====== Raw records

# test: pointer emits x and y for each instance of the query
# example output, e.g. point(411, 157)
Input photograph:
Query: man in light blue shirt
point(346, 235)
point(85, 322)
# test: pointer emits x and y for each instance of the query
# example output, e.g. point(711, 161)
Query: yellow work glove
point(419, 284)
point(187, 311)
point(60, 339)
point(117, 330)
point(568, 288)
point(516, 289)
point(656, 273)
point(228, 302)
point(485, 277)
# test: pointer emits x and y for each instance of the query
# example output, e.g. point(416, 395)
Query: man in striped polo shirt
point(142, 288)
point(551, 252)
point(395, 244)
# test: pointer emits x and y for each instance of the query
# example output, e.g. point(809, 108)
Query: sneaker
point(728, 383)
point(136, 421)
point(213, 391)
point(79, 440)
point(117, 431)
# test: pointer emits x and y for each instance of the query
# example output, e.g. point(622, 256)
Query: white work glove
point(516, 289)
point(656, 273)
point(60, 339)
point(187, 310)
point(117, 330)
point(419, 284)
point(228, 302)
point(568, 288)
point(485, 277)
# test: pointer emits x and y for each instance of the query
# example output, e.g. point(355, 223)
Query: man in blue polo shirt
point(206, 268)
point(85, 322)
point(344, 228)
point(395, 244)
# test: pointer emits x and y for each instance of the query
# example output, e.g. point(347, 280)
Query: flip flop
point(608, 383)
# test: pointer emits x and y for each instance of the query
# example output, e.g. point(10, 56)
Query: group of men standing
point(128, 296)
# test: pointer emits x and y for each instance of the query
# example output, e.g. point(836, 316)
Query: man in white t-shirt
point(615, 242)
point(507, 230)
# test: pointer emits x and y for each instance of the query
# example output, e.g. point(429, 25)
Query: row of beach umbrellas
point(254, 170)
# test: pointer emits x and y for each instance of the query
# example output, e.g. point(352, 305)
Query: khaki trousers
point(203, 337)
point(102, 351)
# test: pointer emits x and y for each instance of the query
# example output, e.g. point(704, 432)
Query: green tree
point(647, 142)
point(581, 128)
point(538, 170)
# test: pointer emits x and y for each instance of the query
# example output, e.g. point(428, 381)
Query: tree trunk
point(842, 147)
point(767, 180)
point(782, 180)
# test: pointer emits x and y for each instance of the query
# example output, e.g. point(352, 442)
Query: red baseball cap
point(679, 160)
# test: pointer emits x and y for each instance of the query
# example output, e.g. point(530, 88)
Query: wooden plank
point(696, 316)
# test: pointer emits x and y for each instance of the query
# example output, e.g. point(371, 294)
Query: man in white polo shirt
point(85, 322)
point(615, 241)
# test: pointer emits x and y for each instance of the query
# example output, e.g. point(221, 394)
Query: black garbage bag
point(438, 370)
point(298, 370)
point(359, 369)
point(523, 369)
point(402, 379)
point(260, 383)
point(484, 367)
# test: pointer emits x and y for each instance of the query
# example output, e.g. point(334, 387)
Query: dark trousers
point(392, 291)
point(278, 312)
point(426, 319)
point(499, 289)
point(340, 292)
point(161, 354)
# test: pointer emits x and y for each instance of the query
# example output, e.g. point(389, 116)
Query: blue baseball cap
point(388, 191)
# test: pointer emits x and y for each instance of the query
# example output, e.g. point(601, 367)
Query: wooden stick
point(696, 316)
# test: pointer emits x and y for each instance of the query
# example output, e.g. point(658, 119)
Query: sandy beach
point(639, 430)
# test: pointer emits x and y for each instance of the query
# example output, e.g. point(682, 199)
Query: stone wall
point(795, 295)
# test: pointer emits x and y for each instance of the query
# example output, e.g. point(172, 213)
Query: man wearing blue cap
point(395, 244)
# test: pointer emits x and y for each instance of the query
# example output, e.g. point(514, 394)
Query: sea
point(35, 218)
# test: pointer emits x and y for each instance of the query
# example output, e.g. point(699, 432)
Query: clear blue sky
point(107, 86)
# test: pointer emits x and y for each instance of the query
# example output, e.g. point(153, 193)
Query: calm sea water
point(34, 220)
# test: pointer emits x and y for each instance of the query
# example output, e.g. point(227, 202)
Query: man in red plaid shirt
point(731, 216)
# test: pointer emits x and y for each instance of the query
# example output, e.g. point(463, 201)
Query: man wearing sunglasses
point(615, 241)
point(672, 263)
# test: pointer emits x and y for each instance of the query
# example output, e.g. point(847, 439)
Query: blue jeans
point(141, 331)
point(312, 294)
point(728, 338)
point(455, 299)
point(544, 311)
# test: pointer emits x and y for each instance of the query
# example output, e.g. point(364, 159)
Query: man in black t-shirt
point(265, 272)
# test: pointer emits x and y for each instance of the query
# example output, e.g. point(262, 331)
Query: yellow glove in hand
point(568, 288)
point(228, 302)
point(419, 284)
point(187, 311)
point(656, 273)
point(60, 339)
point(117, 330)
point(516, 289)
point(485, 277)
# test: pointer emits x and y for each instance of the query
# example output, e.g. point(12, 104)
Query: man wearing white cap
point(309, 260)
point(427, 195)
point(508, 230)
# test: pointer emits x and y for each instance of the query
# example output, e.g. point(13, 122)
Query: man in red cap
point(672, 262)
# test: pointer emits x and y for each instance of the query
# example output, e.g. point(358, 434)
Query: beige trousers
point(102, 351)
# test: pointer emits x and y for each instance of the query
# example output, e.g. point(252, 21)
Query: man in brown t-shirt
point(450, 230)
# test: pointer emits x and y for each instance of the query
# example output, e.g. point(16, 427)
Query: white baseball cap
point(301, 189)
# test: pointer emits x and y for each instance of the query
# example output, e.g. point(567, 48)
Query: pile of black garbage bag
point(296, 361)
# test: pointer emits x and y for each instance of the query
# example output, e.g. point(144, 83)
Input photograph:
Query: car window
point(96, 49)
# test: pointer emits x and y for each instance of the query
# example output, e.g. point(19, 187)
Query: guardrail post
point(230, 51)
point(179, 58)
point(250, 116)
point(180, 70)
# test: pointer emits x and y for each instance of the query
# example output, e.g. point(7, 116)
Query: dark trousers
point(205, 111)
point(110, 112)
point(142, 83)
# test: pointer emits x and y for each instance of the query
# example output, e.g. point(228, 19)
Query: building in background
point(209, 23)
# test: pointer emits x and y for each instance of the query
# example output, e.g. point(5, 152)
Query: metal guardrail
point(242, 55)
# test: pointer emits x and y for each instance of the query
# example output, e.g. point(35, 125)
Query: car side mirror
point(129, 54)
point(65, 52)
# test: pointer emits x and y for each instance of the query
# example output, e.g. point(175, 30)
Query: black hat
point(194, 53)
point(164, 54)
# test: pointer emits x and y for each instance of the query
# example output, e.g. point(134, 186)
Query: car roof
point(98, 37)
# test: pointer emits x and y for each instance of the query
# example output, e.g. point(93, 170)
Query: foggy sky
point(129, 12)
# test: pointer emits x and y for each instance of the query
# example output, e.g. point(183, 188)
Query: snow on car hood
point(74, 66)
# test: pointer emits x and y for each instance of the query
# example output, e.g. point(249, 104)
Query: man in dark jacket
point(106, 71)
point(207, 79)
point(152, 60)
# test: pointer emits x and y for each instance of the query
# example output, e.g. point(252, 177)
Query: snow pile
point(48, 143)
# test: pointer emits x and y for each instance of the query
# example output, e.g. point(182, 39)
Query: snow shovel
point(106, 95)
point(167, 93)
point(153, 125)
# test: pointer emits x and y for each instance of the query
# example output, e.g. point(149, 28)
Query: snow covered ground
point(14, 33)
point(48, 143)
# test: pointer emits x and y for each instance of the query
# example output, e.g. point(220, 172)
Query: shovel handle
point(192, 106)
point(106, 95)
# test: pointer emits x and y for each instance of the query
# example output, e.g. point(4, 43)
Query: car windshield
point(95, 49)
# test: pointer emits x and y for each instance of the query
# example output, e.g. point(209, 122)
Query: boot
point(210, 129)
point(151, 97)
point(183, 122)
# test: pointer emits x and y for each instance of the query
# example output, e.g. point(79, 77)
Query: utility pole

============

■ What the exercise asks
Restate the listing in full, word for word.

■ Completed exercise
# test: pointer emits x and y for each instance of the query
# example output, e.g. point(411, 157)
Input photograph:
Query: man in light blue shirt
point(346, 235)
point(85, 322)
# test: pointer emits x and y for each instance of the query
# example output, e.g. point(711, 161)
Query: yellow work glove
point(419, 284)
point(187, 311)
point(60, 339)
point(117, 330)
point(568, 288)
point(516, 289)
point(656, 273)
point(228, 302)
point(485, 277)
# test: pointer emits x and y for each instance of the query
# example output, e.g. point(416, 395)
Query: man in striped polo shirt
point(142, 288)
point(551, 252)
point(395, 244)
# test: pointer emits x and y for each instance of the query
# example output, e.g. point(809, 108)
Query: sneaker
point(728, 383)
point(136, 421)
point(213, 391)
point(79, 440)
point(117, 431)
# test: pointer emits x and y for each instance of the query
# example output, e.g. point(622, 256)
Query: white work glove
point(516, 289)
point(656, 273)
point(60, 339)
point(187, 310)
point(117, 330)
point(419, 284)
point(228, 302)
point(568, 288)
point(485, 277)
# test: pointer emits x and y for each instance of the query
# example output, e.g. point(355, 223)
Query: man in blue polo shirt
point(206, 268)
point(85, 322)
point(344, 228)
point(395, 244)
# test: pointer emits x and y for each instance of the query
# example output, e.g. point(347, 280)
Query: flip flop
point(608, 383)
# test: pointer emits x and y for each instance of the query
# example output, e.g. point(10, 56)
Query: group of men standing
point(128, 296)
# test: pointer emits x and y for each instance of the query
# example output, e.g. point(836, 316)
Query: man in white t-shirt
point(615, 242)
point(507, 230)
# test: pointer emits x and y for each instance of the query
# example output, e.g. point(429, 25)
Query: row of beach umbrellas
point(254, 170)
# test: pointer emits x and y for each instance of the query
# example output, e.g. point(352, 305)
Query: khaki trousers
point(203, 337)
point(102, 351)
# test: pointer emits x and y for each instance of the query
# example output, e.g. point(704, 432)
Query: green tree
point(647, 142)
point(581, 128)
point(538, 170)
# test: pointer emits x and y for each instance of the query
# example output, e.g. point(428, 381)
Query: tree trunk
point(842, 147)
point(767, 180)
point(782, 180)
# test: pointer emits x and y for each instance of the query
# example output, e.g. point(352, 442)
Query: red baseball cap
point(679, 160)
# test: pointer emits x and y for each instance of the query
# example output, e.g. point(530, 88)
Query: wooden plank
point(696, 316)
# test: pointer emits x and y for each instance of the query
# example output, e.g. point(371, 294)
Query: man in white polo shirt
point(85, 322)
point(615, 241)
# test: pointer emits x and y for each instance of the query
# example output, e.g. point(221, 394)
Query: black garbage bag
point(438, 370)
point(298, 370)
point(359, 369)
point(523, 369)
point(402, 379)
point(260, 383)
point(484, 367)
# test: pointer emits x and y for each instance of the query
# example output, e.g. point(334, 387)
Query: dark trousers
point(392, 291)
point(278, 312)
point(426, 319)
point(499, 289)
point(340, 292)
point(161, 354)
# test: pointer emits x and y for each instance of the query
# example output, e.g. point(389, 116)
Query: blue baseball cap
point(388, 191)
# test: pointer emits x and y for each instance of the query
# example output, e.g. point(601, 367)
Query: wooden stick
point(696, 316)
# test: pointer emits x and y for each instance of the query
# example output, e.g. point(658, 119)
Query: sandy beach
point(639, 430)
# test: pointer emits x and y for each instance of the query
# example output, e.g. point(682, 199)
Query: stone wall
point(795, 295)
# test: pointer emits x and y for each instance of the query
# example output, e.g. point(172, 213)
Query: man wearing blue cap
point(395, 244)
# test: pointer emits x and y for each instance of the query
# example output, e.g. point(514, 394)
Query: sea
point(35, 218)
# test: pointer emits x and y for each instance of the query
# example output, e.g. point(699, 432)
Query: clear blue sky
point(107, 86)
# test: pointer emits x and y for each instance of the query
# example output, e.g. point(153, 193)
Query: calm sea water
point(34, 220)
# test: pointer emits x and y for each instance of the query
# example output, e.g. point(227, 202)
Query: man in red plaid shirt
point(731, 216)
# test: pointer emits x and y for each instance of the query
# example output, e.g. point(463, 201)
Query: man wearing sunglasses
point(615, 241)
point(672, 263)
# test: pointer emits x and y for each instance of the query
# example output, e.g. point(847, 439)
Query: blue jeans
point(141, 331)
point(312, 294)
point(728, 338)
point(455, 299)
point(544, 311)
# test: pointer emits x and y for each instance of the query
# example output, e.g. point(364, 159)
Query: man in black t-shirt
point(265, 272)
# test: pointer emits x and y for each instance of the query
# example output, e.g. point(262, 331)
Query: yellow glove in hand
point(568, 288)
point(228, 302)
point(419, 284)
point(187, 311)
point(656, 273)
point(60, 339)
point(117, 330)
point(516, 289)
point(485, 277)
# test: pointer emits x and y for each instance of the query
# example output, e.g. point(12, 104)
Query: man wearing white cap
point(309, 260)
point(427, 195)
point(508, 230)
# test: pointer emits x and y for each instance of the query
# example output, e.g. point(13, 122)
Query: man in red cap
point(672, 262)
# test: pointer emits x and y for each instance of the query
# example output, e.g. point(358, 434)
Query: beige trousers
point(102, 351)
# test: pointer emits x and y for each instance of the query
# example output, e.g. point(252, 21)
Query: man in brown t-shirt
point(450, 230)
# test: pointer emits x and y for each instance of the query
# example output, e.g. point(16, 427)
Query: white baseball cap
point(301, 189)
# test: pointer emits x and y for each instance of the query
# example output, e.g. point(567, 48)
Query: pile of black garbage bag
point(296, 361)
# test: pointer emits x and y for each instance of the query
# example output, e.g. point(144, 83)
Input photograph:
Query: car window
point(96, 49)
# test: pointer emits x and y for each instance of the query
# example output, e.g. point(19, 187)
Query: guardrail post
point(230, 51)
point(179, 58)
point(250, 116)
point(180, 70)
# test: pointer emits x and y for each instance of the query
# example output, e.g. point(7, 116)
Query: dark trousers
point(205, 111)
point(110, 112)
point(142, 83)
# test: pointer emits x and y for each instance of the query
# example output, e.g. point(228, 19)
Query: building in background
point(209, 23)
# test: pointer emits x and y for each instance of the query
# example output, e.g. point(5, 152)
Query: metal guardrail
point(242, 55)
# test: pointer emits x and y for each instance of the query
# example output, e.g. point(35, 125)
Query: car side mirror
point(129, 54)
point(65, 52)
# test: pointer emits x and y for each instance of the query
# example output, e.g. point(175, 30)
Query: black hat
point(194, 53)
point(164, 54)
# test: pointer emits x and y for each instance of the query
# example output, e.g. point(134, 186)
Query: car roof
point(98, 37)
# test: pointer emits x and y for each instance of the query
# example output, e.g. point(93, 170)
Query: foggy sky
point(129, 12)
# test: pointer emits x and y for each instance of the query
# example output, e.g. point(183, 188)
Query: snow on car hood
point(74, 66)
# test: pointer emits x and y for each instance of the query
# example output, e.g. point(249, 104)
Query: man in dark jacket
point(106, 71)
point(207, 79)
point(152, 60)
# test: pointer emits x and y for each instance of the query
# example output, e.g. point(252, 177)
Query: snow pile
point(48, 143)
# test: pointer emits x and y for each instance of the query
# example output, e.g. point(182, 39)
Query: snow shovel
point(106, 95)
point(167, 93)
point(153, 125)
# test: pointer emits x and y for each instance of the query
# example output, e.g. point(149, 28)
Query: snow covered ground
point(14, 33)
point(48, 143)
# test: pointer emits x and y for each instance of the query
# example output, e.g. point(220, 172)
Query: shovel handle
point(192, 106)
point(106, 95)
# test: pointer emits x and y for each instance of the query
# example output, e.g. point(4, 43)
Query: car windshield
point(95, 49)
# test: pointer emits x and y for each instance of the query
# example output, e.g. point(209, 122)
Query: boot
point(210, 129)
point(151, 97)
point(183, 122)
# test: pointer emits x and y for each instance of the query
# example output, e.g. point(79, 77)
Query: utility pole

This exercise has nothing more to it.